## REQUIREMENT
Turn the rows starting at the one that contains "Could you please point to the man in red" and ending at the one that contains "column 319, row 177", both included, into a Markdown table with the columns No. and Text. Number each row and leave out any blank ones.
-- START OF DATASET ROWS --
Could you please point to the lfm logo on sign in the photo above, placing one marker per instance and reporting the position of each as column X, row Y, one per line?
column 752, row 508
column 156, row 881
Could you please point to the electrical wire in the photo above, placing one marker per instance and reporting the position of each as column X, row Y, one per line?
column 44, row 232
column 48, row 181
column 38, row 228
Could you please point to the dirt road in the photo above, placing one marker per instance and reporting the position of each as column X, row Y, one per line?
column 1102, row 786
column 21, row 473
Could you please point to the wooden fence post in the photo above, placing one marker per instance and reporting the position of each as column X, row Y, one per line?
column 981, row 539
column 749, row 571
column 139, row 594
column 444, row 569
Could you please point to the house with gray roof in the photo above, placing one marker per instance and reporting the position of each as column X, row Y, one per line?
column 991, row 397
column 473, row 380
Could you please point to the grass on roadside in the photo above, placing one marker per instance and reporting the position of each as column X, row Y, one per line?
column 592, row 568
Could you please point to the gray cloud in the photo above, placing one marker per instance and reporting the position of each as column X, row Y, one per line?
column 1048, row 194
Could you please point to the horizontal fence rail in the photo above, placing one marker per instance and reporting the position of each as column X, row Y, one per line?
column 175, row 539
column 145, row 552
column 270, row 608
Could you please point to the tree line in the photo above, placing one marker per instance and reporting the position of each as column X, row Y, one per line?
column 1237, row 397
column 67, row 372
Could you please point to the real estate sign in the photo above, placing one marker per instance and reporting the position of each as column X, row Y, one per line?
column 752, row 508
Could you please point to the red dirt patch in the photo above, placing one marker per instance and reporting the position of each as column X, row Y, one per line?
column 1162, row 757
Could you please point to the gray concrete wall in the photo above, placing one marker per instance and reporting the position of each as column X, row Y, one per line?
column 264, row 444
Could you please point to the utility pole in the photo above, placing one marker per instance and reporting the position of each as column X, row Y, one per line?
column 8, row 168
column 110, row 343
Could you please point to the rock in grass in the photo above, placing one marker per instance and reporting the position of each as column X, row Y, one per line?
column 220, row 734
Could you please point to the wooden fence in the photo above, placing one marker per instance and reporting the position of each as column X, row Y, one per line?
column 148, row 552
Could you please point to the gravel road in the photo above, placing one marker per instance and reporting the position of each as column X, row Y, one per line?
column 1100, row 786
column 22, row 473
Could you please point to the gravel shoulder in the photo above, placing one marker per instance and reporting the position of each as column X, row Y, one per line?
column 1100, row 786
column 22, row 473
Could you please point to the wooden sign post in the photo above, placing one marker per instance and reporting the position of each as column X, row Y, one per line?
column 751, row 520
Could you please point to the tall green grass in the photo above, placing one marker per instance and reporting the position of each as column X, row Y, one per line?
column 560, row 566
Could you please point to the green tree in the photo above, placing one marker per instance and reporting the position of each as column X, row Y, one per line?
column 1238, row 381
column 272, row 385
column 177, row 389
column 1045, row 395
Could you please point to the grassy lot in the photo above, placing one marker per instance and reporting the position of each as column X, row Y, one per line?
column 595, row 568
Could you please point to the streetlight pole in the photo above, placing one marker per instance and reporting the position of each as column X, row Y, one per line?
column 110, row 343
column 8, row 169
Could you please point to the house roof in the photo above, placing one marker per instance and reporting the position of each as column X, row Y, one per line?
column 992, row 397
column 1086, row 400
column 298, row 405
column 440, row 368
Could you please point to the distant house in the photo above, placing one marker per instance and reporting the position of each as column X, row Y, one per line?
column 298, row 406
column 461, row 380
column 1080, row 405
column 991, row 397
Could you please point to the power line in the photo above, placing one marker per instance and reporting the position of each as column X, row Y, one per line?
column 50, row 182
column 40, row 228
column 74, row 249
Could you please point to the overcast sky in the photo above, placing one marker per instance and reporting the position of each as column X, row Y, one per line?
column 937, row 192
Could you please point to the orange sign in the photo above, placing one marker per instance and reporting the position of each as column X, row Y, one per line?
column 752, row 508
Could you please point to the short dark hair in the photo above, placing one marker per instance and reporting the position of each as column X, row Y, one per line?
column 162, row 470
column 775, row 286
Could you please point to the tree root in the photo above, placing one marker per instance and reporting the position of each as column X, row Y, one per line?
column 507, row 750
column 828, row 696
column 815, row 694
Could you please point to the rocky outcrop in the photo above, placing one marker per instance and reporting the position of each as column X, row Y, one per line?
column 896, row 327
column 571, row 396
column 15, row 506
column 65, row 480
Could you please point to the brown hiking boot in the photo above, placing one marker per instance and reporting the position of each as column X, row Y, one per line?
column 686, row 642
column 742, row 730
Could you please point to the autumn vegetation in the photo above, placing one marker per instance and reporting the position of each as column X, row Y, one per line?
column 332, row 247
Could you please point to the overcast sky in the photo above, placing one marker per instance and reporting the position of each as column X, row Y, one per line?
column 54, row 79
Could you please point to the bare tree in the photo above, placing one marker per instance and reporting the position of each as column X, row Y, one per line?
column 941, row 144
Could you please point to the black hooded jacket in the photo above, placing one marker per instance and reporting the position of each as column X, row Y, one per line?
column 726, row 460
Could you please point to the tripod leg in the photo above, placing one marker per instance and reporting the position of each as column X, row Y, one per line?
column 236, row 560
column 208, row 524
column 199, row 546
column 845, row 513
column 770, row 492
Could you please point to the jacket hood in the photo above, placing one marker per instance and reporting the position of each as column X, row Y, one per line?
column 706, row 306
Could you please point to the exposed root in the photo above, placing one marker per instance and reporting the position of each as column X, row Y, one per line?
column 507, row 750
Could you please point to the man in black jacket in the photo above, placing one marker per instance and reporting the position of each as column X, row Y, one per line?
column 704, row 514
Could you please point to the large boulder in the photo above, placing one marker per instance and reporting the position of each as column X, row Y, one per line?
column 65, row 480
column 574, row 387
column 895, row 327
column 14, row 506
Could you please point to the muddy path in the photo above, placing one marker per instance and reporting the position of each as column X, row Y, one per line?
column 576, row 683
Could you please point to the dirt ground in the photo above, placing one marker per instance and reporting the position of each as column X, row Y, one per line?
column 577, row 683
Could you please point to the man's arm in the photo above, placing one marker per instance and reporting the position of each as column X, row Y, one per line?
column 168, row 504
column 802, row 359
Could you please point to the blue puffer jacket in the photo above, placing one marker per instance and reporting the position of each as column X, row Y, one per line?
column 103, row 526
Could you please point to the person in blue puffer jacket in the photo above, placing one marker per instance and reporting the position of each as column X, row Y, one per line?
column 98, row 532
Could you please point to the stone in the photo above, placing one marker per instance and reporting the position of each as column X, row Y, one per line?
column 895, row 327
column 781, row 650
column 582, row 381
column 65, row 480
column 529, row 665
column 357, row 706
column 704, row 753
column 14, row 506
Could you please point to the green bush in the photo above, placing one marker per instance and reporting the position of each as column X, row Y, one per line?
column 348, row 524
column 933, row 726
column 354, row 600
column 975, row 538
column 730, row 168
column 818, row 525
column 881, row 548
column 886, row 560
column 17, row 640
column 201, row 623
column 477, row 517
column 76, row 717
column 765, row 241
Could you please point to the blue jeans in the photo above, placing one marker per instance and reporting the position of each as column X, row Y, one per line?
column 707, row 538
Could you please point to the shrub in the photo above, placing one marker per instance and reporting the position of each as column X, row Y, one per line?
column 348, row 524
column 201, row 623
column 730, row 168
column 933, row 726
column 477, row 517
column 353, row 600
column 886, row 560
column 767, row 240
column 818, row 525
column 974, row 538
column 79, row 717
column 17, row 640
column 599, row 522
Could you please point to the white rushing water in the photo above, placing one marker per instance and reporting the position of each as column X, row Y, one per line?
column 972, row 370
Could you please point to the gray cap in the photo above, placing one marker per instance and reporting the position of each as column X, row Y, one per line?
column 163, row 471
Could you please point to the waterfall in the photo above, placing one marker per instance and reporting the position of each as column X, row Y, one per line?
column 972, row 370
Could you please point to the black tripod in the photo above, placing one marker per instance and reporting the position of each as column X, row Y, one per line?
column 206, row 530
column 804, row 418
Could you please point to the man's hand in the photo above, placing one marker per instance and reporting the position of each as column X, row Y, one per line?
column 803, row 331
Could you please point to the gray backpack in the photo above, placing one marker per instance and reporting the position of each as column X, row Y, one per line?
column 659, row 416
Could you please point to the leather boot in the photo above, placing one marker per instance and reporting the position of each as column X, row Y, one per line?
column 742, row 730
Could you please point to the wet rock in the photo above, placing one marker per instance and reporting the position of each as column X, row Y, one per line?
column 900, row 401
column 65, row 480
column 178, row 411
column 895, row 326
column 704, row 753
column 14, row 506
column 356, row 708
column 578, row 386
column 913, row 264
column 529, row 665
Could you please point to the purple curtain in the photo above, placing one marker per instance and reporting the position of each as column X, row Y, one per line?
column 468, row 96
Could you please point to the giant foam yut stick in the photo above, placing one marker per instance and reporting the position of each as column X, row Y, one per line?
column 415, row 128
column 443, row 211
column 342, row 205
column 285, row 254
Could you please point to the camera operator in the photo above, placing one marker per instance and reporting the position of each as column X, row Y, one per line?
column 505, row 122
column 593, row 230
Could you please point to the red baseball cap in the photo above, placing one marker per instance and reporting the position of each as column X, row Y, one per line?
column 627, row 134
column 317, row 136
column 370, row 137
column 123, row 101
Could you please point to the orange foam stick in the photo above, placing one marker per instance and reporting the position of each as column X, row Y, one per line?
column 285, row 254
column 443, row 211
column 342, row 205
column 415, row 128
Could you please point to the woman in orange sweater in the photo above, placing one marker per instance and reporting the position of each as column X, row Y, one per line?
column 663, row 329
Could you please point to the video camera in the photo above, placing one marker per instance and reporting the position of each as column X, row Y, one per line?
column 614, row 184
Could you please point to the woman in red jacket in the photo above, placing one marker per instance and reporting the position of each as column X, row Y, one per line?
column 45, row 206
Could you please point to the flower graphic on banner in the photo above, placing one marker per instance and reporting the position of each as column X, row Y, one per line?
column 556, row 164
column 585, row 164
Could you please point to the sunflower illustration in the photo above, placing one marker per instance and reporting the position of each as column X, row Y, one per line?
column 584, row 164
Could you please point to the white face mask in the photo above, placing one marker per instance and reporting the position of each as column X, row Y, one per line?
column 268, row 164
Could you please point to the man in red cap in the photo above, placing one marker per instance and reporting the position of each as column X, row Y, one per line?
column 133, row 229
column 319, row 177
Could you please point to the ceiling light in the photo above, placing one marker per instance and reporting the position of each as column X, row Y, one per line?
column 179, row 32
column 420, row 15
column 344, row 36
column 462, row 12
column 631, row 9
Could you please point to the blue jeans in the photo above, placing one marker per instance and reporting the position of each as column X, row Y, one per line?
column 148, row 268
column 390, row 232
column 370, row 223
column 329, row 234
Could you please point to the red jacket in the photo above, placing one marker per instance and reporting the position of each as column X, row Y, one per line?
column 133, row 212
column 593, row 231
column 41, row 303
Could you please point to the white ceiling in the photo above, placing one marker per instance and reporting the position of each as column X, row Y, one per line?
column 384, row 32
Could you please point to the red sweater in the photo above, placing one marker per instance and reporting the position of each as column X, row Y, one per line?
-- END OF DATASET ROWS --
## RESPONSE BELOW
| No. | Text |
|---|---|
| 1 | Could you please point to the man in red cap in the photo above, placing one marker per instance and reporting the position of each as column X, row Y, one per line? |
| 2 | column 133, row 229 |
| 3 | column 319, row 177 |